__O problema__. Apresente todas as linhas dos itens abaixo em forma de lista numerada, sem as linhas em branco. Não inclua as imagens na resposta.

Entradas do conjunto de dados
================================
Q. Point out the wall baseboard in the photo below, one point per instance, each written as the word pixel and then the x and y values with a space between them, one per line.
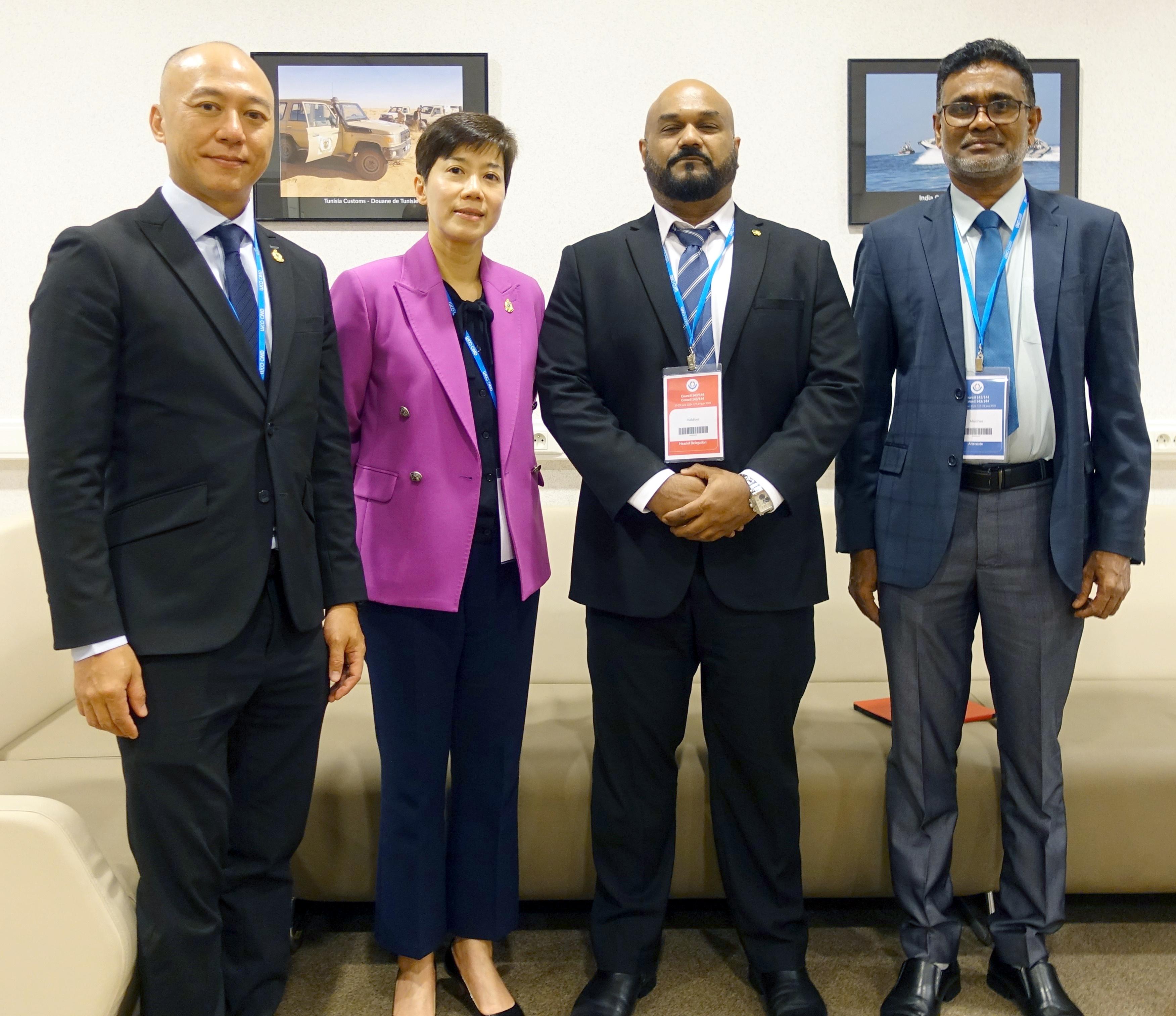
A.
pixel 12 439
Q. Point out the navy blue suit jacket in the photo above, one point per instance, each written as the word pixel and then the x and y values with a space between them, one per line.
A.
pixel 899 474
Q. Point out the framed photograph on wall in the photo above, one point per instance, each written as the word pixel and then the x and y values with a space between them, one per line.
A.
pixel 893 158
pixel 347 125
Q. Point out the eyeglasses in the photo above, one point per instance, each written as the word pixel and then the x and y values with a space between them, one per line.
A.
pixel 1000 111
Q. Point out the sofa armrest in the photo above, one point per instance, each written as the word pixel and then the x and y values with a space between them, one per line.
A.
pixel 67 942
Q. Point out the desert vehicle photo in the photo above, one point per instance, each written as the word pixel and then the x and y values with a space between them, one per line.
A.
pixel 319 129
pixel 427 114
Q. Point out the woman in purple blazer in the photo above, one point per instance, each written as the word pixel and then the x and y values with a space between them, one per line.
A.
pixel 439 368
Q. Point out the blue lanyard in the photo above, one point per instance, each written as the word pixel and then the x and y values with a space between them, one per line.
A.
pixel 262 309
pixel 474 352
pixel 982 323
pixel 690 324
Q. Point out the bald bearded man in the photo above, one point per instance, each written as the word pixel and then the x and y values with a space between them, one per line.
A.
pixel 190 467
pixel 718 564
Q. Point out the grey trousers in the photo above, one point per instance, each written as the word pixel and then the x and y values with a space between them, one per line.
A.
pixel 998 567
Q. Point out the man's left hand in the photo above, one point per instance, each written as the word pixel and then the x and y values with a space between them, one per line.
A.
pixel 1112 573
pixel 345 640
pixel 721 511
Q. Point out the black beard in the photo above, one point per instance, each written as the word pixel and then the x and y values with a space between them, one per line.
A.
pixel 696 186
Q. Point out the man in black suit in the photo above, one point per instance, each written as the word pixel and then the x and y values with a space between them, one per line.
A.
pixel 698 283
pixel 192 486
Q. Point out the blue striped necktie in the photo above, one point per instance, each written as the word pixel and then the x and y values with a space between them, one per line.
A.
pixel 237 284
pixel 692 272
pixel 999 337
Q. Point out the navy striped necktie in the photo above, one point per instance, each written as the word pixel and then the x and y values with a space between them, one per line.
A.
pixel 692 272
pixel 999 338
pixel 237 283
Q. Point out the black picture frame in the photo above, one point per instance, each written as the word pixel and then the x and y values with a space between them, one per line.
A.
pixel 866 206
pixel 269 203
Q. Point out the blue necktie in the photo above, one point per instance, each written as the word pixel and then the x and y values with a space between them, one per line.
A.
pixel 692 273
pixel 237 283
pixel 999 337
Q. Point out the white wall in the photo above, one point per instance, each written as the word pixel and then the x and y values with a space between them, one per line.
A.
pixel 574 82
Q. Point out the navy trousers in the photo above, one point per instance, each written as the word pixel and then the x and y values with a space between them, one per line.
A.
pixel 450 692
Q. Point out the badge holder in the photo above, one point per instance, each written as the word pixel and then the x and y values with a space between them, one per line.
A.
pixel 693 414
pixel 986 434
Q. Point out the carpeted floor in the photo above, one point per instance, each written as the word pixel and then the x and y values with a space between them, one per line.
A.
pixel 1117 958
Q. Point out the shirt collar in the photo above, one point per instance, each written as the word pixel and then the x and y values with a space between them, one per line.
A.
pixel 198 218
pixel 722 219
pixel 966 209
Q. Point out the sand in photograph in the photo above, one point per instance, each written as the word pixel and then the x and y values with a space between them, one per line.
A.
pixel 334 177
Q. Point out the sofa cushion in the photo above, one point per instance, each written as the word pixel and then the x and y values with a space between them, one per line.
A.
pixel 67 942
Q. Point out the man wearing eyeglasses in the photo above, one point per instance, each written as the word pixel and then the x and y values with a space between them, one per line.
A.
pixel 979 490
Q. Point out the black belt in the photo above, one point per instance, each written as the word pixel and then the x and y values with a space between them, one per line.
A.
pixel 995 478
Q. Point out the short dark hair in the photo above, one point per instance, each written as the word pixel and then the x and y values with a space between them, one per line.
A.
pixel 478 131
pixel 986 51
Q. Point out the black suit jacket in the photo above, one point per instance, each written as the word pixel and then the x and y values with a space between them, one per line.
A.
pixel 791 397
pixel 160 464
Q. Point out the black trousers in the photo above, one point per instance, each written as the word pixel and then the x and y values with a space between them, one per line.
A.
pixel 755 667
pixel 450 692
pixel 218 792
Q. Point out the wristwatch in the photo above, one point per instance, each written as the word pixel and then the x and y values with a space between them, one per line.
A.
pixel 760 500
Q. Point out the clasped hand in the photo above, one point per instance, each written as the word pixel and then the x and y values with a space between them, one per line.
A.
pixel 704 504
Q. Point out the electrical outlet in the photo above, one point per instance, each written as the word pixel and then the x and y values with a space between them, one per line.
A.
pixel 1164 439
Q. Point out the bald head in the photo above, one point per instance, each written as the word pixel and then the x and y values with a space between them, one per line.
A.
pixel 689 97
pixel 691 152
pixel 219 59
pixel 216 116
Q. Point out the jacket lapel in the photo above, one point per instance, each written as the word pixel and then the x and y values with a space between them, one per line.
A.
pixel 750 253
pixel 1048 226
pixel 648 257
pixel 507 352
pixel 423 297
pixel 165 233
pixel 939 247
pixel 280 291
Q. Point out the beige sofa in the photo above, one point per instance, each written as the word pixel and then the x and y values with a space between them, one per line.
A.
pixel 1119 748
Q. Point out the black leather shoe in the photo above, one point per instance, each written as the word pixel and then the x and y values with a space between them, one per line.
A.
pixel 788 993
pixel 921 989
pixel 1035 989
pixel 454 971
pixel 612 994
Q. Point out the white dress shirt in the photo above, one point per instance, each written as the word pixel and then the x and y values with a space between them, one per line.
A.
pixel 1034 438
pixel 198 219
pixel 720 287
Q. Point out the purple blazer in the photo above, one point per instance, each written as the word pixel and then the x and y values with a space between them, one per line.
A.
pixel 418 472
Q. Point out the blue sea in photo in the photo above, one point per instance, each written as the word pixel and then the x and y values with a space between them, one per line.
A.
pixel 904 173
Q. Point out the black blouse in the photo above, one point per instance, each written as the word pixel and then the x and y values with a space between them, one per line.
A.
================================
__O resultado__.
1. Q. Point out the wall baseboard in the photo below, one point per instance, each written as the word pixel and then the x and y values with a space between them, one per line.
2. A.
3. pixel 12 439
4. Q. Point out the navy blue suit jacket in the photo above, one point per instance, each written as the word pixel and then the x and y values with a space between them, one per line.
5. A.
6. pixel 899 474
7. Q. Point out the framed photograph on wall in the photo above, one point per instance, each written as the word pixel and then the x and y values with a space between them, one per line.
8. A.
9. pixel 893 158
10. pixel 347 125
11. Q. Point out the eyeglasses in the photo above, one point per instance, each written as the word pixel and then the x and y values with a space between them, one per line.
12. A.
13. pixel 1000 111
14. Q. Point out the sofa armrest in the photo above, one point per instance, each written as the word pixel and then the x and y values with a space between them, one per line.
15. A.
16. pixel 67 942
17. Q. Point out the desert vehicle photo in the photo above, one point per instance, each written as the word pixel and then the x and y values with a space between them, one per line.
18. A.
19. pixel 319 129
20. pixel 427 114
21. Q. Point out the woman in purple blazer in the photo above, one point per instance, each written as the word pixel and then the x and y values with a space between them, one per line.
22. A.
23. pixel 439 368
24. Q. Point out the blue lanyard in the photo above, one point per instance, each written as the word pixel and then the x and y values with a space between them, one per line.
25. A.
26. pixel 262 309
27. pixel 474 352
28. pixel 982 323
29. pixel 690 324
30. Q. Point out the bald bearded man in the photo above, one point per instance, each written as the word pixel and then the x and y values with a space between them, one per line.
31. A.
32. pixel 190 467
33. pixel 718 564
34. Q. Point out the grey trousers in the photo above, one point per instance, each written as the word pixel and then the x and y values with a space between them, one per line.
35. A.
36. pixel 998 567
37. Q. Point out the man's left hand in the photo above, one point per instance, each written as the word pixel and then the x and y values with a space between them, one per line.
38. A.
39. pixel 1112 573
40. pixel 345 640
41. pixel 721 511
42. Q. Point out the black beard in the photo above, one point per instance, each written as the word pixel and then the x and y values with a space between them, one per line.
43. A.
44. pixel 696 186
45. Q. Point out the man in black suit in the photo above, one point per instance, each written as the word pixel and then the x and y values with a space between them, one per line.
46. A.
47. pixel 698 283
48. pixel 192 486
49. Q. Point out the blue striped necktie in the photo above, one point per instance, each written as the word pixel and then the x and y values with a space between them, one per line.
50. A.
51. pixel 237 284
52. pixel 692 272
53. pixel 999 337
54. Q. Point out the navy striped necktie in the photo above, one point per instance, each written as the word pixel and then the x and y values with a space between them, one per line.
55. A.
56. pixel 692 272
57. pixel 999 338
58. pixel 237 283
59. Q. Point out the black picture frame in the photo above, one point per instance, each written as the word pixel and then the x and y values with a space between them, one per line.
60. A.
61. pixel 866 206
62. pixel 269 203
63. Q. Point out the blue necktie in the photo above, one point per instance, each written as the word pixel and then the x and y values with a space between them, one per line.
64. A.
65. pixel 692 273
66. pixel 237 283
67. pixel 999 337
68. Q. Point out the white wall in the photo above, one point per instance, each written as the word pixel and then the x and y values with a space between them, one per line.
69. A.
70. pixel 574 82
71. Q. Point out the navy trousers in the photo above, one point per instance, each written as the word pixel and then the x and y values with a space between them, one per line.
72. A.
73. pixel 450 692
74. Q. Point out the badge holder in the photo above, one point per instance, each written as the word pixel and then the x and y values with a space between them, one per line.
75. A.
76. pixel 693 414
77. pixel 986 434
78. Q. Point out the carpeted floor in the photo above, one point per instance, each written as the word pixel and then the x and y values with a space between them, one per line.
79. A.
80. pixel 1117 958
81. Q. Point out the shirt collar in the photo above, one point per instance, each written as the word pixel and then the x and y values with a space between them, one per line.
82. A.
83. pixel 198 218
84. pixel 722 219
85. pixel 966 209
86. Q. Point out the sand in photograph in the photo above, one point per instance, each written as the word pixel and then the x and y values with a space between them, one per line.
87. A.
88. pixel 334 177
89. Q. Point out the sofa cushion in the photo above, one point per instance, each written as the word pixel and then the x and y values with a space between them, one per line.
90. A.
91. pixel 67 942
92. Q. Point out the man wearing eyeglasses in the photo above, one point per instance, each written as the word pixel and then the x and y values with a space between them, one per line.
93. A.
94. pixel 979 490
95. Q. Point out the black belt in the photo above, one point per instance, each written as the word pixel and then the x and y values with a space between them, one per line.
96. A.
97. pixel 995 478
98. Q. Point out the short dark hair in the photo above, one point per instance, each written as the word pixel and then the x and y values with a space between them, one per line.
99. A.
100. pixel 478 131
101. pixel 986 51
102. Q. Point out the black suit jacket in the photo above, one point per instance, each written as the word pixel and then the x and y values with a space between them, one per line.
103. A.
104. pixel 791 397
105. pixel 160 464
106. Q. Point out the black trousers in the photo above, one point per instance, each written as the word pixel and then the x and y values with a space between them, one per line.
107. A.
108. pixel 755 667
109. pixel 450 692
110. pixel 218 792
111. Q. Point out the wristwatch in the photo above, one point per instance, each written as the word pixel and then the x and y values with a space between them, one per line.
112. A.
113. pixel 760 500
114. Q. Point out the clasped hand in the photo above, one point per instance, each written as the word pixel and then the x and y values with a space between them, one per line.
115. A.
116. pixel 704 504
117. Q. Point out the electrical outlet in the photo above, one point per instance, each written as the word pixel and then the x and y values with a space between them, one per line.
118. A.
119. pixel 1164 439
120. Q. Point out the bald head in the photo above, one point per instance, each written as the word pixel and then the x and y values with a space between them, one per line.
121. A.
122. pixel 689 97
123. pixel 691 152
124. pixel 219 59
125. pixel 216 116
126. Q. Point out the jacket lapel in the photo above, one point per instance, each written as the word pixel and then the x and y values with a space between them, one per line.
127. A.
128. pixel 750 253
129. pixel 1048 226
130. pixel 648 257
131. pixel 507 352
132. pixel 423 297
133. pixel 165 233
134. pixel 939 247
135. pixel 280 291
136. Q. Point out the beige sofa in the photo above, one point per instance, each written as the word pixel and then the x and y values with a space between them, one per line.
137. A.
138. pixel 1119 748
139. Q. Point out the black leather shoe in the photo above, one point per instance, each written as the word pixel and then the x and y values with a space between them, one per line.
140. A.
141. pixel 788 993
142. pixel 921 989
143. pixel 1035 989
144. pixel 454 971
145. pixel 612 994
146. Q. Point out the white dress shirt in the photo above, one point per instance, each written as the word pixel and then the x and y values with a space between them, one per line.
147. A.
148. pixel 1034 438
149. pixel 198 219
150. pixel 720 287
151. Q. Point out the purple blazer in the photo above, one point per instance, each written as the word pixel and then the x and y values with a space between them, one per line.
152. A.
153. pixel 418 472
154. Q. Point out the blue sea in photo in the photo above, one point per instance, each written as the word pixel and then the x and y values with a space between them, one per line.
155. A.
156. pixel 904 173
157. Q. Point out the black blouse in the photo above, one point per instance, each written as the word pixel and then the x and y values with a space between them, one per line.
158. A.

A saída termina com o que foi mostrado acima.